**Record excerpts**.
## START

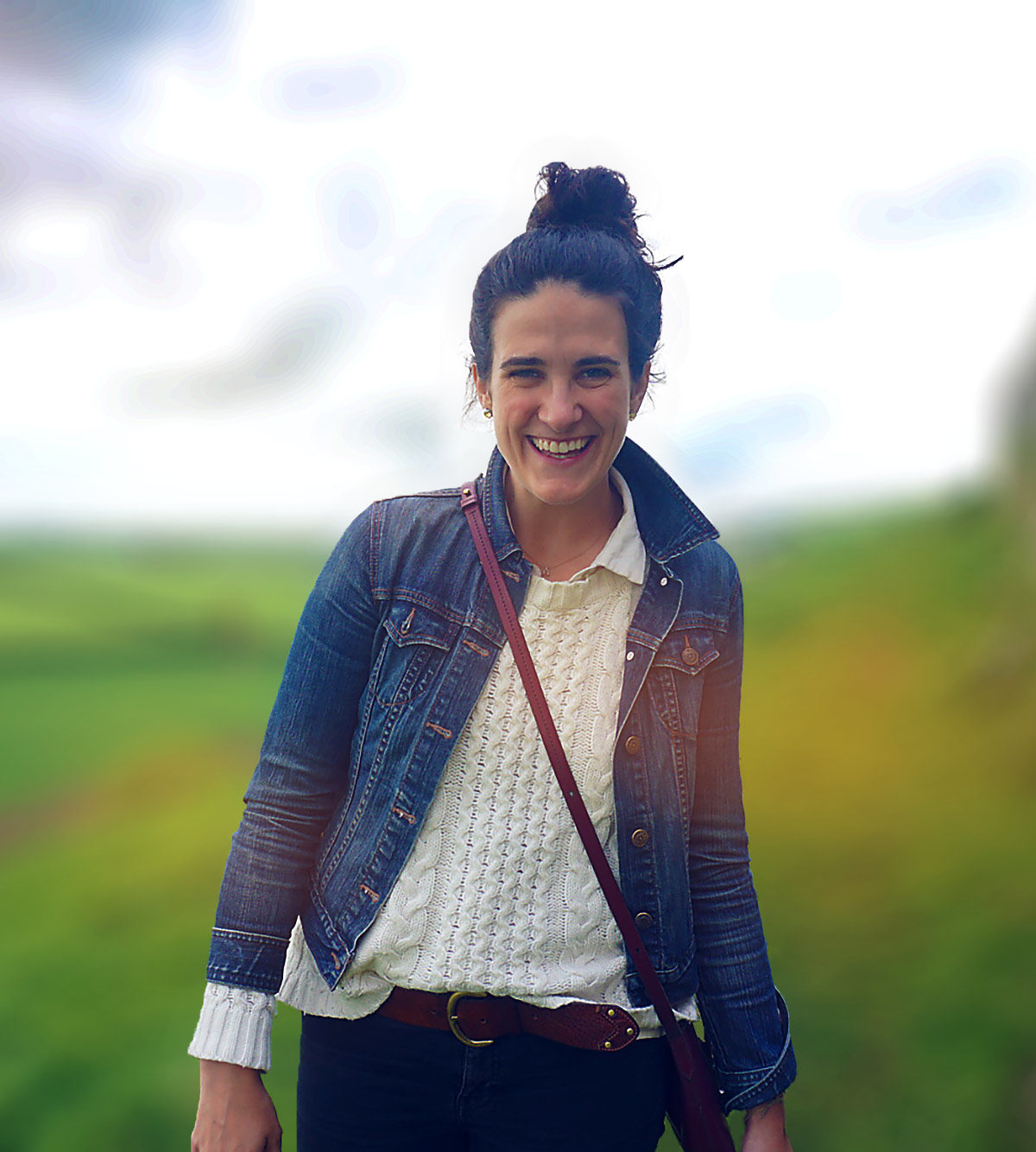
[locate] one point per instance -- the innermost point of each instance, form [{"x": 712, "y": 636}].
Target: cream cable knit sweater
[{"x": 497, "y": 894}]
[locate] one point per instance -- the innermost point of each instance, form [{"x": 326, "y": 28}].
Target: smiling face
[{"x": 561, "y": 394}]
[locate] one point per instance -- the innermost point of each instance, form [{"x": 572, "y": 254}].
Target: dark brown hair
[{"x": 582, "y": 231}]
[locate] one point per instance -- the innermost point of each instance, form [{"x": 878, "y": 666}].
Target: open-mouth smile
[{"x": 561, "y": 449}]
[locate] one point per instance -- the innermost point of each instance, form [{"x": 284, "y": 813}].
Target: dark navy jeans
[{"x": 379, "y": 1086}]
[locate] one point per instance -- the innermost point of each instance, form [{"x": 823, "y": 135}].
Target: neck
[{"x": 563, "y": 539}]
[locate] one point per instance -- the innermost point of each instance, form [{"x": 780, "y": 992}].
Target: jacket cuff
[
  {"x": 235, "y": 1027},
  {"x": 249, "y": 959},
  {"x": 748, "y": 1089}
]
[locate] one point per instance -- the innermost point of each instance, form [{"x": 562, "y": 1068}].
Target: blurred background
[{"x": 237, "y": 244}]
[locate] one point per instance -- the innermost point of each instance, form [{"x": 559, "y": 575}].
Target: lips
[{"x": 561, "y": 449}]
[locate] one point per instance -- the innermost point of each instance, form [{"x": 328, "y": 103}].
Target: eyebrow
[{"x": 537, "y": 362}]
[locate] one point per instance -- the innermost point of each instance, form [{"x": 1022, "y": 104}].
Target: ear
[
  {"x": 480, "y": 386},
  {"x": 639, "y": 389}
]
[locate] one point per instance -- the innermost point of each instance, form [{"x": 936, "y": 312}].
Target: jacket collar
[{"x": 669, "y": 523}]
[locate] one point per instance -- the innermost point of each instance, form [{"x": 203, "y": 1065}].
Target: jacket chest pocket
[
  {"x": 675, "y": 680},
  {"x": 418, "y": 640}
]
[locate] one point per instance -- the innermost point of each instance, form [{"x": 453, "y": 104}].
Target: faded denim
[{"x": 392, "y": 652}]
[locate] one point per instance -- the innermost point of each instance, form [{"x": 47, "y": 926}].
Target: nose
[{"x": 559, "y": 407}]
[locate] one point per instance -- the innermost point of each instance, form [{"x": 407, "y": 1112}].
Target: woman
[{"x": 403, "y": 810}]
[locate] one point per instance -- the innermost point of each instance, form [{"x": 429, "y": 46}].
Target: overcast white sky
[{"x": 237, "y": 245}]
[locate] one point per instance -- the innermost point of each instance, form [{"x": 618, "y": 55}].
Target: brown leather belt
[{"x": 478, "y": 1020}]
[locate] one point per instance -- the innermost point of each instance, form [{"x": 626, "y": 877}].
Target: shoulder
[
  {"x": 402, "y": 541},
  {"x": 711, "y": 583}
]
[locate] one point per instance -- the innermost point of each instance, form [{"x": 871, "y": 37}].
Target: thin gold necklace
[{"x": 561, "y": 563}]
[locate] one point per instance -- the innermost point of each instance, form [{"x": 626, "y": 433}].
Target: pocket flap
[
  {"x": 414, "y": 623},
  {"x": 686, "y": 650}
]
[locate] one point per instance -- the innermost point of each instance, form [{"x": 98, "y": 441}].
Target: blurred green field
[{"x": 889, "y": 755}]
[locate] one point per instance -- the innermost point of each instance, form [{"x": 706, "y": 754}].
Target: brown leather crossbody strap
[{"x": 570, "y": 790}]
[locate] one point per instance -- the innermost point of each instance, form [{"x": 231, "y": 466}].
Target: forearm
[{"x": 765, "y": 1128}]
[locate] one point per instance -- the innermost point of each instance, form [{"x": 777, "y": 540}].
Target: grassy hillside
[{"x": 889, "y": 747}]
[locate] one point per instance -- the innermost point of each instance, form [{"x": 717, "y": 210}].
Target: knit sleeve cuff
[{"x": 234, "y": 1027}]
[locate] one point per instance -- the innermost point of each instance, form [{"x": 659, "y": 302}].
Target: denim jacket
[{"x": 393, "y": 651}]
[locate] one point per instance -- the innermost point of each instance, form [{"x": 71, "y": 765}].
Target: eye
[{"x": 597, "y": 375}]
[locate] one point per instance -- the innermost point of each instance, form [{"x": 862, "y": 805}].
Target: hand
[
  {"x": 235, "y": 1111},
  {"x": 765, "y": 1128}
]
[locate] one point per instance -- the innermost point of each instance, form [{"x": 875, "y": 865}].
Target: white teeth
[{"x": 561, "y": 447}]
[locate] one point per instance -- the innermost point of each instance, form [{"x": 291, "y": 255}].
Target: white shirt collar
[{"x": 623, "y": 552}]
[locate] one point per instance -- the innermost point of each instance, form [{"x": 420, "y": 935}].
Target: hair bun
[{"x": 592, "y": 197}]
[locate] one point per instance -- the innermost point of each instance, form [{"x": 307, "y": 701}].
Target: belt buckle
[{"x": 455, "y": 1024}]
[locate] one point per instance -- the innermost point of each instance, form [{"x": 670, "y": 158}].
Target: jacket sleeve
[
  {"x": 745, "y": 1017},
  {"x": 302, "y": 771}
]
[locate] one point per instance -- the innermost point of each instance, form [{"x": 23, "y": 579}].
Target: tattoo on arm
[{"x": 761, "y": 1110}]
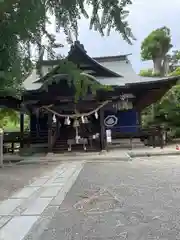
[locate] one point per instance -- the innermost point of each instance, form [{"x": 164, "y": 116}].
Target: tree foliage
[
  {"x": 23, "y": 24},
  {"x": 155, "y": 47},
  {"x": 148, "y": 73}
]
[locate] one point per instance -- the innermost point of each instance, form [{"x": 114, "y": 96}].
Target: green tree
[
  {"x": 22, "y": 25},
  {"x": 155, "y": 47}
]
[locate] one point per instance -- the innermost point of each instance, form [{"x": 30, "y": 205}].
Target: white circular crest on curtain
[{"x": 110, "y": 121}]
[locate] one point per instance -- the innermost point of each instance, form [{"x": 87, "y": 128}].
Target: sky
[{"x": 144, "y": 17}]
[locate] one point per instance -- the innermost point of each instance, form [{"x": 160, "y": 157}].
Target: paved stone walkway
[
  {"x": 37, "y": 201},
  {"x": 138, "y": 200}
]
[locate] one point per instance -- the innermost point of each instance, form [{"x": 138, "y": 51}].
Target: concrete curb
[
  {"x": 151, "y": 154},
  {"x": 58, "y": 160}
]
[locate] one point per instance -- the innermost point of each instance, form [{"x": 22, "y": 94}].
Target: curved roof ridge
[{"x": 82, "y": 49}]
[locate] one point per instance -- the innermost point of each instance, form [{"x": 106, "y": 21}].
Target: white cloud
[{"x": 144, "y": 17}]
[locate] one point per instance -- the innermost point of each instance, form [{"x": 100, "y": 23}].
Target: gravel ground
[
  {"x": 16, "y": 177},
  {"x": 135, "y": 200}
]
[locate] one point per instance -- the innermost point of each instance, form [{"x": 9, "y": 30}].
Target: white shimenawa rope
[{"x": 76, "y": 115}]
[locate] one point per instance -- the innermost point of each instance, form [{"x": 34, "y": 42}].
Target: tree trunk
[{"x": 157, "y": 65}]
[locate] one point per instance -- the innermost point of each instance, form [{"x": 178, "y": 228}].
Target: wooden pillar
[
  {"x": 102, "y": 130},
  {"x": 21, "y": 130},
  {"x": 49, "y": 132}
]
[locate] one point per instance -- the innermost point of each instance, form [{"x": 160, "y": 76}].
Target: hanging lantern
[
  {"x": 82, "y": 119},
  {"x": 86, "y": 120},
  {"x": 130, "y": 105},
  {"x": 96, "y": 115},
  {"x": 54, "y": 118},
  {"x": 67, "y": 121},
  {"x": 76, "y": 123}
]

## END

Report the number of lines in the listing that contain the string "denim". Output the count alone.

2